* Begin Document *

Hi Kewen,
  Thanks for your comments.

在 2024/5/9 13:44, Kewen.Lin 写道:
> Hi,
> 
> on 2024/5/8 14:47, HAO CHEN GUI wrote:
>> Hi,
>>   This patch enables overlapped by-piece operations. On rs6000, default
>> move/set/clear ratio is 2. So the overlap is only enabled with compare
>> by-pieces.
> 
> Thanks for enabling this, did you evaluate if it can help some benchmark?

Tested it with SPEC2017. No obvious performance impact. I think memory
compare might not be hot enough.

Tested it with my micro benchmark. 5-10% performance gain when compare
length is 7.

* End Document *
* Begin Input for this task *

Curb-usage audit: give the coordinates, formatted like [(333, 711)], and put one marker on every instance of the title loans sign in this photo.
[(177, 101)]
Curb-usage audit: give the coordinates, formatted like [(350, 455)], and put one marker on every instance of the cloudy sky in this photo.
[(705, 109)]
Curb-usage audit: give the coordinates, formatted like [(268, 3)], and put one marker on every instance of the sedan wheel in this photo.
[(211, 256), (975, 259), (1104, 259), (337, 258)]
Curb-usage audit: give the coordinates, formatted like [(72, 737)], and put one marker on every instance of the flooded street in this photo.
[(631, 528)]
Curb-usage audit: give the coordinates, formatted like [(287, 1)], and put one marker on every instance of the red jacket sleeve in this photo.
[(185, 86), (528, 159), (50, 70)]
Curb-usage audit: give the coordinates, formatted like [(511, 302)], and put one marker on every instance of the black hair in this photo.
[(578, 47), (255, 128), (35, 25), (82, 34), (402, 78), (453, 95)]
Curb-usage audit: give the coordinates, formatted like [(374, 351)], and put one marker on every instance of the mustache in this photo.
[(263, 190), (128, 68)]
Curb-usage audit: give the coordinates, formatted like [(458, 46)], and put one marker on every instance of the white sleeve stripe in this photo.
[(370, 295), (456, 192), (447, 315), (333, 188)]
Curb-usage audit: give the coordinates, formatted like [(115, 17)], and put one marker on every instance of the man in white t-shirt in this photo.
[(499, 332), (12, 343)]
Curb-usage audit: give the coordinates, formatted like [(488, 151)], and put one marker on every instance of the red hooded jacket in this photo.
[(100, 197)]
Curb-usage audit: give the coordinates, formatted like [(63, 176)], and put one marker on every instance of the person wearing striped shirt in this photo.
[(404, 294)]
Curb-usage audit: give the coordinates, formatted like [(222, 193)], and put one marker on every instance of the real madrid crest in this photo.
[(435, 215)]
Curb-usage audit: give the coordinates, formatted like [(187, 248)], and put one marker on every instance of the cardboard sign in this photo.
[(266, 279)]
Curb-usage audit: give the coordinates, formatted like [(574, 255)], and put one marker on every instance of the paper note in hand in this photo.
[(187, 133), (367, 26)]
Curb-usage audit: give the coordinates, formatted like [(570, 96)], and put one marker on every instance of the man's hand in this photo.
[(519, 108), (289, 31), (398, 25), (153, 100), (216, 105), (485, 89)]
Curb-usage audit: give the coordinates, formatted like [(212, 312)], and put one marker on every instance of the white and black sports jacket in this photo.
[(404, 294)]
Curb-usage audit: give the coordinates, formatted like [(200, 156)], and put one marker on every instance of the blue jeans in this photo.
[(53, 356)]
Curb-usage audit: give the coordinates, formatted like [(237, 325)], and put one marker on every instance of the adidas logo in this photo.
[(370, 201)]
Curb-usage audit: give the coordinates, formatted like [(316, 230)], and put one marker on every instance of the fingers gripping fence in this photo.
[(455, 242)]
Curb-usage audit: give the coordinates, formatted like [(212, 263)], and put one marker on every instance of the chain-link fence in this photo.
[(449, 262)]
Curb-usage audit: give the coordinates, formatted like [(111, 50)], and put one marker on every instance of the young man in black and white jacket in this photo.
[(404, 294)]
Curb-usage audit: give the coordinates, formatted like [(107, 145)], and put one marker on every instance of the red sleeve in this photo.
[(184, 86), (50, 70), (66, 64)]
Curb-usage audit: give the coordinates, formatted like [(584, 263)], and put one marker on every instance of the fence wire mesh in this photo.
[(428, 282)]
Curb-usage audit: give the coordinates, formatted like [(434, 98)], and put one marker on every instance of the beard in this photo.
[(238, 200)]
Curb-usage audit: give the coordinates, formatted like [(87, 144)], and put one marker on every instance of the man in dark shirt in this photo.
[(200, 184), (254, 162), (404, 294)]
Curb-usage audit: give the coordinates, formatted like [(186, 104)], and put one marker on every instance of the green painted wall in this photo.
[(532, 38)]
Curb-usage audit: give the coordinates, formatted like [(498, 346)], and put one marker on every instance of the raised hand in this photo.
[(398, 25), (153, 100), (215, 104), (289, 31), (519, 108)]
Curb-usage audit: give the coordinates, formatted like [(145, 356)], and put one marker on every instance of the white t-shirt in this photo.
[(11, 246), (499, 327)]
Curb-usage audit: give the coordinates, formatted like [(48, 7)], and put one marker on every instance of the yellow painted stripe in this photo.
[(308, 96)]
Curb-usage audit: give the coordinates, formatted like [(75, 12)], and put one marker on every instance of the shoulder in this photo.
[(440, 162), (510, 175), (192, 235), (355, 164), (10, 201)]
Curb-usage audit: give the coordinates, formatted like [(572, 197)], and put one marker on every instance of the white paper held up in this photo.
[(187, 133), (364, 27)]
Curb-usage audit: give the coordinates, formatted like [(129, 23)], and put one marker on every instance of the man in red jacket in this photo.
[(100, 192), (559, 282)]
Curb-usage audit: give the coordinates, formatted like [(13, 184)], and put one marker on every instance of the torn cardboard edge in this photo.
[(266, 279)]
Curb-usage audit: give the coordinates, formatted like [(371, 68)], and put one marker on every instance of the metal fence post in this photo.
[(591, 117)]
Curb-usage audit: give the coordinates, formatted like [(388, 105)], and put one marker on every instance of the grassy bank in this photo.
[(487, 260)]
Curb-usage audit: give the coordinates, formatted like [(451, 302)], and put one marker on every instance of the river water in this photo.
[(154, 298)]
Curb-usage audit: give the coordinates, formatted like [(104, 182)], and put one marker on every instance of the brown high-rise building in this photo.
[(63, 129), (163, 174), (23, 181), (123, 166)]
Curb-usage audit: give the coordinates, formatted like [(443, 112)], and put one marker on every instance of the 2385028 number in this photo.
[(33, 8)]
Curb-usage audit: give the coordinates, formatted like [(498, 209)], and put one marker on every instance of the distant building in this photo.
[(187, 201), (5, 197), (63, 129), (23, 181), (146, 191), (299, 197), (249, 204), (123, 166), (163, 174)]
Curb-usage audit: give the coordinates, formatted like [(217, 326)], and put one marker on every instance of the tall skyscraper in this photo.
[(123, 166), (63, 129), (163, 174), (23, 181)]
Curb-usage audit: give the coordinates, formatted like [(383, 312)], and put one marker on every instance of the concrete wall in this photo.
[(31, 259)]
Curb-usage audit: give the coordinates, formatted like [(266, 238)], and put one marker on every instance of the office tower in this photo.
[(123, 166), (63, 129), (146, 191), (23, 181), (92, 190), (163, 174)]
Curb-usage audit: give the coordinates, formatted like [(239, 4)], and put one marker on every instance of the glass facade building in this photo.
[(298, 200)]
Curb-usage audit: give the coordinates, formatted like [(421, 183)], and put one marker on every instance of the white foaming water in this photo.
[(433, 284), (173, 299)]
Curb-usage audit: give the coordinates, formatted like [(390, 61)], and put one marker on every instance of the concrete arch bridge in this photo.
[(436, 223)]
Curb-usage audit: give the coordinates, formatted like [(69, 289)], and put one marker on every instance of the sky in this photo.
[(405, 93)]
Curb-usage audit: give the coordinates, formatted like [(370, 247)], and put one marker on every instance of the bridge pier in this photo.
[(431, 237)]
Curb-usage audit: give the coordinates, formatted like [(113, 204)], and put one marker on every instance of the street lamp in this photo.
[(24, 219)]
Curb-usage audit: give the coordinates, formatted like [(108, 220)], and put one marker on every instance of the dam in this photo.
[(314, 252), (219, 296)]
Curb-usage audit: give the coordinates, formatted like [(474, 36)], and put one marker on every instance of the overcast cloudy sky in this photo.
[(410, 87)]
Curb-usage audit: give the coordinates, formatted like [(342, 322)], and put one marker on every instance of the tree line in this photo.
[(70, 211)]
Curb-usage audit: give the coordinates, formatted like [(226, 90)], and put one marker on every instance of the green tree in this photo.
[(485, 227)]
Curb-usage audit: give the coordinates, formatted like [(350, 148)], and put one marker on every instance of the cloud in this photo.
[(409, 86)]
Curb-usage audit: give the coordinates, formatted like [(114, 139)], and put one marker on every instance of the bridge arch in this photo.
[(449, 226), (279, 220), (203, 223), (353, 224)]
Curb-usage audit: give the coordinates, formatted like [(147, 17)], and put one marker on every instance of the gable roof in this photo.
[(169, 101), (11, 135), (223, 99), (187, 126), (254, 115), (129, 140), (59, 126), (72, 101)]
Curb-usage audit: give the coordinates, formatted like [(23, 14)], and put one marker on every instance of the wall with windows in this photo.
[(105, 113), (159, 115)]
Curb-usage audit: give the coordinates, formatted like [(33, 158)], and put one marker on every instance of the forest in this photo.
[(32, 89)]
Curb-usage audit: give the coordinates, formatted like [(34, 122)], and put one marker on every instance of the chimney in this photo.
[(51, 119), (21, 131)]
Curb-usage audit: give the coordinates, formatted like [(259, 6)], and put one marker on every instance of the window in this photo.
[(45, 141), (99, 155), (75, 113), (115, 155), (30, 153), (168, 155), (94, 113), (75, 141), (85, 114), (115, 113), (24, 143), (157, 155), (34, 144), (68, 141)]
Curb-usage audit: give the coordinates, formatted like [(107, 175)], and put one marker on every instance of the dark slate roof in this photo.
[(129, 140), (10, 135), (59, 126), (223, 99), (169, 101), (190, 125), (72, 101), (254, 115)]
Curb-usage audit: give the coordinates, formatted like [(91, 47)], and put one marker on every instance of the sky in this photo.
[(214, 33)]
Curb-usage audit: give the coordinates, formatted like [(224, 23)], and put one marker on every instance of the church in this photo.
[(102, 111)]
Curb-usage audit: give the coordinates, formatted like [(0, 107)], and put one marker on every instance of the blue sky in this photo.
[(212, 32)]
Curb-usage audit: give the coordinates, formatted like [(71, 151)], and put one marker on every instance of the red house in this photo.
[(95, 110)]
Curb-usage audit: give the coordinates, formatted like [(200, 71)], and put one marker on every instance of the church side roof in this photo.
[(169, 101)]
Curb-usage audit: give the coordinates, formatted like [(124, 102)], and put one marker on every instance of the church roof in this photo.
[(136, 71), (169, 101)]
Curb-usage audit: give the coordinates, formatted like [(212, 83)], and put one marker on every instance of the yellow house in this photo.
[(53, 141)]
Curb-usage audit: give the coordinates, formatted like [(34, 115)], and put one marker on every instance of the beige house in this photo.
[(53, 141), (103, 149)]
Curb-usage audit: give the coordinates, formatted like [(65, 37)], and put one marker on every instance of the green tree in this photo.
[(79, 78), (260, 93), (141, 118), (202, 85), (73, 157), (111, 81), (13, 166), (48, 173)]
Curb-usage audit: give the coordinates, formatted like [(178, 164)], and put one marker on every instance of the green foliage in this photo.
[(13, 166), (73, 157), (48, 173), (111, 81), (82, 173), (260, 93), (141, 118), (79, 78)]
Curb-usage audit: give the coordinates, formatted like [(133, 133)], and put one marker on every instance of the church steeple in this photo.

* End Input for this task *

◆ **Problems**
1. Answer these about the patch discussion:
(a) What is the default move/set/clear ratio on rs6000?
(b) Which benchmark suite showed no obvious performance impact?
(c) What performance gain did the micro benchmark show at a compare length of 7?
2. Please reproduce word for word the listing lines from the line with "gable roof in this photo." up to and including the line with "126), (72, 101)]".
The patch discussion and the listing are unrelated material.

◆ **Solutions to the exercise**
1.
(a) 2
(b) SPEC2017
(c) 5-10%

2.
Curb-usage audit: give the coordinates, formatted like [(147, 17)], and put one marker on every instance of the gable roof in this photo.
[(169, 101), (11, 135), (223, 99), (187, 126), (254, 115), (129, 140), (59, 126), (72, 101)]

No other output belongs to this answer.